▸ Given problem: Set down, word for word, the stretch of lines from the one containing "dark skin in the photo above." to the end of the records below.

:: Record list

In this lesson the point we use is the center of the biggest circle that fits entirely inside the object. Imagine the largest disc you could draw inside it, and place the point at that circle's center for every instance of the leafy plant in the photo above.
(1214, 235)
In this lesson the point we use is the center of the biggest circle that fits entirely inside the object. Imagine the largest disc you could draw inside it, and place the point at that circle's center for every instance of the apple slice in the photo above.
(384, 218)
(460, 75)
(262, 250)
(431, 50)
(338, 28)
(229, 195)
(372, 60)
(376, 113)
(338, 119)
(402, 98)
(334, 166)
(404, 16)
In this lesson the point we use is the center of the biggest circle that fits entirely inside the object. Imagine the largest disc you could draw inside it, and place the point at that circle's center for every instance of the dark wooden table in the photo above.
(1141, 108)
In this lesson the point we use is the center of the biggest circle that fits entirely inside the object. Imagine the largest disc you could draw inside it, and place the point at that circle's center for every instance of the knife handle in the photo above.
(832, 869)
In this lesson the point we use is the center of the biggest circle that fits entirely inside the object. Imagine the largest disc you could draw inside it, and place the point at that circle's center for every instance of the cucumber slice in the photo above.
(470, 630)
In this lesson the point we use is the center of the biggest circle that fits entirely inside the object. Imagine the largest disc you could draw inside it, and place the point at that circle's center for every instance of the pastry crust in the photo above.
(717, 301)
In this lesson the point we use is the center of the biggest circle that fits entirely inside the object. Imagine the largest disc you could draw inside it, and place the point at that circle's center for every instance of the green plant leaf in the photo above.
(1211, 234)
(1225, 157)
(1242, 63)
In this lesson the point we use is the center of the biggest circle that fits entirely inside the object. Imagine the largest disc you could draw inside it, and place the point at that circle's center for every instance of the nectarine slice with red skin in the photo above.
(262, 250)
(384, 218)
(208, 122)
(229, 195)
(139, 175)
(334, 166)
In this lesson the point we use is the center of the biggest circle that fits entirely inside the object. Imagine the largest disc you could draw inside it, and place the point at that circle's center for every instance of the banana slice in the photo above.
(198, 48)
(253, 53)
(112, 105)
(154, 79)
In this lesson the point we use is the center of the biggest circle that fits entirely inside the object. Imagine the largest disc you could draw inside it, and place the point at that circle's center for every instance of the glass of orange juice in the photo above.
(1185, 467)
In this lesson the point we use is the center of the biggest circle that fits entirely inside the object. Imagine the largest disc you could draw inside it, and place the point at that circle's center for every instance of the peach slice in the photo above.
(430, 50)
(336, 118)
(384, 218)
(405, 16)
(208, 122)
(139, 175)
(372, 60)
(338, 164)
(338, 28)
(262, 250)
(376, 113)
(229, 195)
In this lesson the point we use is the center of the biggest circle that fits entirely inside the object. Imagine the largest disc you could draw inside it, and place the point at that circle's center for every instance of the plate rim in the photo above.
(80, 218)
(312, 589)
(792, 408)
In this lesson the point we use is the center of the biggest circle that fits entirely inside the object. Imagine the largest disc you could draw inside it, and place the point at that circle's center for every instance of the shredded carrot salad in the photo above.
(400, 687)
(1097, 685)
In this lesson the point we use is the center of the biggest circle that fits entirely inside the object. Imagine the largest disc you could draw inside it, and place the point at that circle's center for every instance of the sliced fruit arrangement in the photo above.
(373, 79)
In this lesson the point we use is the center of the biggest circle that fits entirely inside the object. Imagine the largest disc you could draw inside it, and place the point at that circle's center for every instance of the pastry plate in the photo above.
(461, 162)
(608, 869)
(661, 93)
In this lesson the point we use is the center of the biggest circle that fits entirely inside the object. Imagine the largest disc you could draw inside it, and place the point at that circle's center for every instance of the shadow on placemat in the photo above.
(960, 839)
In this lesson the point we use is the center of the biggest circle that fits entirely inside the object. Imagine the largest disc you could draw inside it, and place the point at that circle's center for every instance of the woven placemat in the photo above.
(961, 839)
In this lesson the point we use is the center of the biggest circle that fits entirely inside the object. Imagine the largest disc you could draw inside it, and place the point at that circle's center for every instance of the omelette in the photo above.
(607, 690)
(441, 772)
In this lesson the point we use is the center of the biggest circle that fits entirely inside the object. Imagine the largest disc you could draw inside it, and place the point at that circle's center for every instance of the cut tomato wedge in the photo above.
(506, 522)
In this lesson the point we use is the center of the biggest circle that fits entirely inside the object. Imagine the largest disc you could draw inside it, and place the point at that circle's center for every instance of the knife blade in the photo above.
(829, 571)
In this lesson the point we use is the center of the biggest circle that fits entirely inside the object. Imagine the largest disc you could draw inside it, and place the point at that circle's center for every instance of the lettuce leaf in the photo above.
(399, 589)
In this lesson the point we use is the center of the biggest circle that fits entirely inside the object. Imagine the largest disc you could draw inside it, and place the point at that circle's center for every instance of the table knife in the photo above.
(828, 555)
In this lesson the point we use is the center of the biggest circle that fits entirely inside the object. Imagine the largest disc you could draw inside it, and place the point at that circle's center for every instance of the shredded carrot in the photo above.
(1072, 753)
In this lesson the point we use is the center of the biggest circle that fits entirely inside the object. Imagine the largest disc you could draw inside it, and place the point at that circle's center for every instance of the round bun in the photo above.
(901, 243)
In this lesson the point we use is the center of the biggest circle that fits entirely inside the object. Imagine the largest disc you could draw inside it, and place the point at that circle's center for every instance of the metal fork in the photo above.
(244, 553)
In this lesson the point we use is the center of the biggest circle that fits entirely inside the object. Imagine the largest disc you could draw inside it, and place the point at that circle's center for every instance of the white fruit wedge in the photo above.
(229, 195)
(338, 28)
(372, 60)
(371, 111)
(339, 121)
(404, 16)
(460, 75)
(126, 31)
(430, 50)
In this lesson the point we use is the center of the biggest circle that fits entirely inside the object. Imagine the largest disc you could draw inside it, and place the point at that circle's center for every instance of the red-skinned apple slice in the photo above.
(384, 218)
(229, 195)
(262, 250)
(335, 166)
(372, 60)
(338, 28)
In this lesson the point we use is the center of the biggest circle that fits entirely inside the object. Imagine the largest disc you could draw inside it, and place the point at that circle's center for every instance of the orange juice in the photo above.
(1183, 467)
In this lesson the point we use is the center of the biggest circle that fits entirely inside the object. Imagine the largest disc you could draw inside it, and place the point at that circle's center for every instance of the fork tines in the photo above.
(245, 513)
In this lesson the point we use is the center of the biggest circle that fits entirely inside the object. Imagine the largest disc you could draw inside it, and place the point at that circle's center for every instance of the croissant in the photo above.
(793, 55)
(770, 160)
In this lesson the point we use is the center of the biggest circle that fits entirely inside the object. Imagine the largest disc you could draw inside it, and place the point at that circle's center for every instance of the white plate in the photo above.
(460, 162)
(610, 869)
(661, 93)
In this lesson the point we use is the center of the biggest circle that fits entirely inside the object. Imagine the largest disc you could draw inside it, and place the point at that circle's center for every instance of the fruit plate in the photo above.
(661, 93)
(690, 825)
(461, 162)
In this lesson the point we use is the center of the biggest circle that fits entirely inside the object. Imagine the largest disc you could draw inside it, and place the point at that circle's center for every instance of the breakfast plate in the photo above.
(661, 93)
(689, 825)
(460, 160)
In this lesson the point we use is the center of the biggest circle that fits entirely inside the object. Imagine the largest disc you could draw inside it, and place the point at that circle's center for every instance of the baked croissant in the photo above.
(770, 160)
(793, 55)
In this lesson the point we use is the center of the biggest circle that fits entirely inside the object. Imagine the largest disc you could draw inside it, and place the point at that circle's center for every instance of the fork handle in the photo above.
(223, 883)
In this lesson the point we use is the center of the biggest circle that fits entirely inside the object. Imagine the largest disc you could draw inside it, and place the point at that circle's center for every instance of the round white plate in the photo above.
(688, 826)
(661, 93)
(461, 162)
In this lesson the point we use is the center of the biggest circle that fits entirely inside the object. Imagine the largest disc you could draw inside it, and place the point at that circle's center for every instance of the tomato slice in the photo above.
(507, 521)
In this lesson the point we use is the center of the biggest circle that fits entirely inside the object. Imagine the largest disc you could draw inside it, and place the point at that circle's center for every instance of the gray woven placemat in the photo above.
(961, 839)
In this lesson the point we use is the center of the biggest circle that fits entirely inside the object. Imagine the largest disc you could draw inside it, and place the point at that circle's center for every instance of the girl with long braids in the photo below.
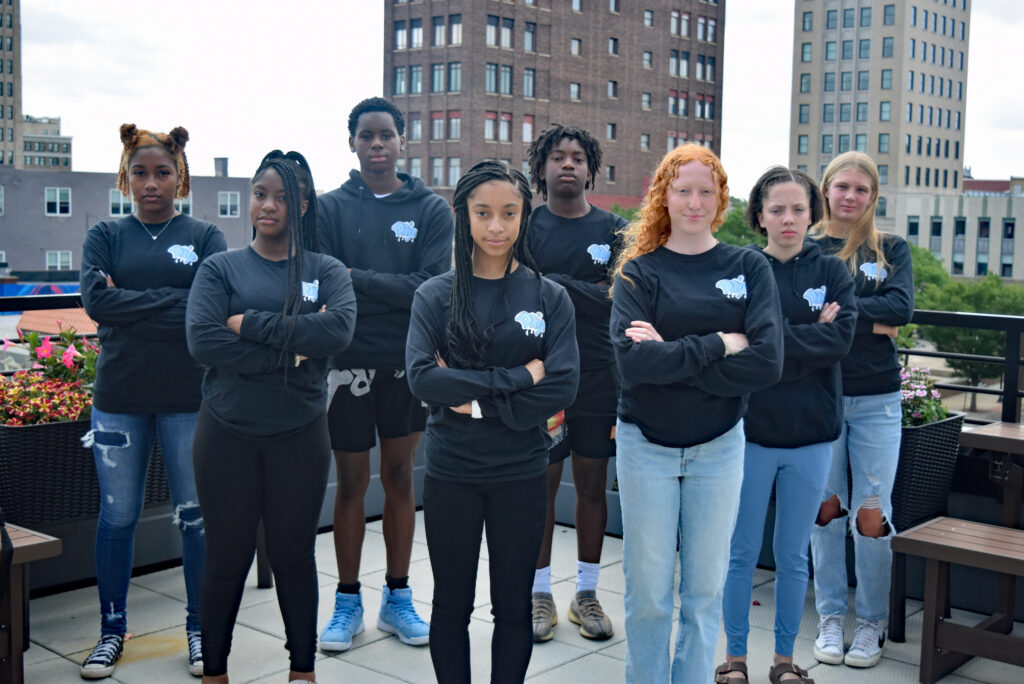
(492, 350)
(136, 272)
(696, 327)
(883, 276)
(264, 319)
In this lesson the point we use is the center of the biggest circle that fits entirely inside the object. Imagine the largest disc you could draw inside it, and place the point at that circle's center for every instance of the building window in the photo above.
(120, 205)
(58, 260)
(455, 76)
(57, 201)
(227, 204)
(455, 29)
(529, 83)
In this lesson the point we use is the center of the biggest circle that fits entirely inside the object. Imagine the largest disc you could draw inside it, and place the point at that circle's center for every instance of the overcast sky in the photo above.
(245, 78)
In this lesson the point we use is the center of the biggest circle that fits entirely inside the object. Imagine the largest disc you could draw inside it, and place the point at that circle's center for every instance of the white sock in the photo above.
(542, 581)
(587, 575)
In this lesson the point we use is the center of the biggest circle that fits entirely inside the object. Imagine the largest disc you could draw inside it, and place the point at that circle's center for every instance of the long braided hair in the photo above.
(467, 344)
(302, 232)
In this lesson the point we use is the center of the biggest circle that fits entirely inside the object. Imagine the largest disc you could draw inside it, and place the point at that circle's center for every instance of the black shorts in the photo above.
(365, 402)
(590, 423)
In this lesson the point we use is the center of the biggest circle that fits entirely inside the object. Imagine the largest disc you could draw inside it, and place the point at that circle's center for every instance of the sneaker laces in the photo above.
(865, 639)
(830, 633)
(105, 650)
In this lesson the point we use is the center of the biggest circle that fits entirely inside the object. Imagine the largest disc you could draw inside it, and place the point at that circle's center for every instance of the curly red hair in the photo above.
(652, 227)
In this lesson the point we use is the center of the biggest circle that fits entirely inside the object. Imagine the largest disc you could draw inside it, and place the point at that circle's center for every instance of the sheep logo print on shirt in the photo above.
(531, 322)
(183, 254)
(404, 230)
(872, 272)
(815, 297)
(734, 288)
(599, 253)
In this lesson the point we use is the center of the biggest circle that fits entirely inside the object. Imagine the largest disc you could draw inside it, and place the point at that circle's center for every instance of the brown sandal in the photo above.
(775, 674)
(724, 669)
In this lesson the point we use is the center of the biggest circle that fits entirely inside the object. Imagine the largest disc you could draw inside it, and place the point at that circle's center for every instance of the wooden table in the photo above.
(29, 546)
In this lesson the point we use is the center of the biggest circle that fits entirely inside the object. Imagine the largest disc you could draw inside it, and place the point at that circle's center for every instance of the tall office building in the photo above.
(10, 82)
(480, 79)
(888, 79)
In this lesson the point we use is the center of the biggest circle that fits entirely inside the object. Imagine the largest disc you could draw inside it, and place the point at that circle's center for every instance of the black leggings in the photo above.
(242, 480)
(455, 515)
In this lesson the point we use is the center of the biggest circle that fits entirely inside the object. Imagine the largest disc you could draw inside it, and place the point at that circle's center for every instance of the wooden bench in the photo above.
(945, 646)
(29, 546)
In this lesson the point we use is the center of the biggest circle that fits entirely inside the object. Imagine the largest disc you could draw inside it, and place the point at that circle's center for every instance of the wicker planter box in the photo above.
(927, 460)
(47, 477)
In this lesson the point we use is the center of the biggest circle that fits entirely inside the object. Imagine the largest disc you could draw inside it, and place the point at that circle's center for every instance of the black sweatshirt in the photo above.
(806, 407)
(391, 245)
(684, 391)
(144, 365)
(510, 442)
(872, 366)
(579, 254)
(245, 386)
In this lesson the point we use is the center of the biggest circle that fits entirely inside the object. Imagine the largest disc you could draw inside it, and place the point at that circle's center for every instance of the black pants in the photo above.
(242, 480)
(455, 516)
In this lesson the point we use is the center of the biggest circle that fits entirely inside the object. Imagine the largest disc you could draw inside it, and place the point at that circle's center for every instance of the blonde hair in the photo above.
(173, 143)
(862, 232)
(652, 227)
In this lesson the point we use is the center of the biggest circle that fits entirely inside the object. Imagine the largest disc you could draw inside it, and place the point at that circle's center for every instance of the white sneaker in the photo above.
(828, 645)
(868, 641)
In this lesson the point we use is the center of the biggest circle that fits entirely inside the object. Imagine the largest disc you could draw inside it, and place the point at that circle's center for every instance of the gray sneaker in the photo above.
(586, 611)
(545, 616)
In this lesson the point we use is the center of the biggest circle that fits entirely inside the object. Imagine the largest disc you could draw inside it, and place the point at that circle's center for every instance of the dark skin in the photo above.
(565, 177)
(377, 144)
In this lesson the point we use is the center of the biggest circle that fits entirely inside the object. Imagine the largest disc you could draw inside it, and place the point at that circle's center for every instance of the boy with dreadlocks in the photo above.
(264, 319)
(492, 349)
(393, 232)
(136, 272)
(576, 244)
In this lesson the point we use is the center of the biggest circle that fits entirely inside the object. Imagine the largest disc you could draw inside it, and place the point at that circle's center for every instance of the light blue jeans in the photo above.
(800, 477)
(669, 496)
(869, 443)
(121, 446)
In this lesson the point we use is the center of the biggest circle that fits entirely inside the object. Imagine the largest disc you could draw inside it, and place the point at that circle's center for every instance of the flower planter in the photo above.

::::

▸ The reply:
In this lesson the point we use is the center of the biggest circle that fits entirely inside the object. Imagine the largest disc you could draw inside it, and place the point at that circle's center for every instance of the dark skin in the photo above.
(565, 177)
(377, 144)
In this lesson the point we use is the center of the biggest circle that fits entirely inside the object. Imagine the largest disc you could draw inside it, and place the point at that circle's center for every instance of the boy with dreadlocks in the photo above.
(264, 319)
(492, 349)
(393, 232)
(136, 272)
(576, 244)
In this lesson the point we use is the center of the biggest circle that fits entirely inside the object. Imagine the largest disc you could draw inside it, and place the point at that circle's center for every instance of the light blue jeans in the photo above.
(800, 477)
(669, 496)
(869, 443)
(121, 446)
In this lesson the point we use is the center of the biggest circle that fits entirely inside the object. Imagine the largest disc you could draw inside it, and place the point at that circle's center for every instance of the flower planter in the photo above.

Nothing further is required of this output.